REQUIRED ACTION => From the line containing "# each point looks like point(563, 264)" to the last line of the listing below, repeat every line exactly, and output nothing else.

SUPPLIED INFORMATION =>
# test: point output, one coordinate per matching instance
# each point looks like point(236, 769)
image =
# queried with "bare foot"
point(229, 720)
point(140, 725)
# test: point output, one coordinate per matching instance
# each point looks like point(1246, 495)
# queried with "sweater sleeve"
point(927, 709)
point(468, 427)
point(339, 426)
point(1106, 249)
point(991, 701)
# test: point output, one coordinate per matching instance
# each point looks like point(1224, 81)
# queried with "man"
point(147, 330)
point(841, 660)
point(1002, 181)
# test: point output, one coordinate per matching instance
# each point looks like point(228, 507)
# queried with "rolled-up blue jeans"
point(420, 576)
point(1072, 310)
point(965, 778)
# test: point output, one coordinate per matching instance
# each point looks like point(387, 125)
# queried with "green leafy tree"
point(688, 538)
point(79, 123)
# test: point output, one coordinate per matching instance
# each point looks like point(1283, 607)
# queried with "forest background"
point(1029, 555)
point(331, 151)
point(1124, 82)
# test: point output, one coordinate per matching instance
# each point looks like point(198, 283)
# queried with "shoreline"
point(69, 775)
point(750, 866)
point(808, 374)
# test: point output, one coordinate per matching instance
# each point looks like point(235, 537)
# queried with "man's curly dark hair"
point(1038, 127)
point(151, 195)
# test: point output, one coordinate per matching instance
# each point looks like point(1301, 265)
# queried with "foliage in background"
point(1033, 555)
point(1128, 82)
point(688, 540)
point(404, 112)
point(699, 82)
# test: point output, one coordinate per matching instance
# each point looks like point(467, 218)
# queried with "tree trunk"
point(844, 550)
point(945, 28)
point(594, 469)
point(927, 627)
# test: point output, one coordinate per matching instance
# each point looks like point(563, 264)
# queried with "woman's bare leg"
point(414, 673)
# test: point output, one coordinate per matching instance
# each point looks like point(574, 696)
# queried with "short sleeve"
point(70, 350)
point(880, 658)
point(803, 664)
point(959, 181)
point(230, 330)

THE ANSWER =>
# each point looks like point(563, 264)
# queried with "woman's bare leg"
point(414, 673)
# test: point output, one coordinate per matching instance
# each point looks like point(574, 696)
# queried with "short sleeve"
point(70, 350)
point(880, 658)
point(803, 664)
point(959, 181)
point(230, 330)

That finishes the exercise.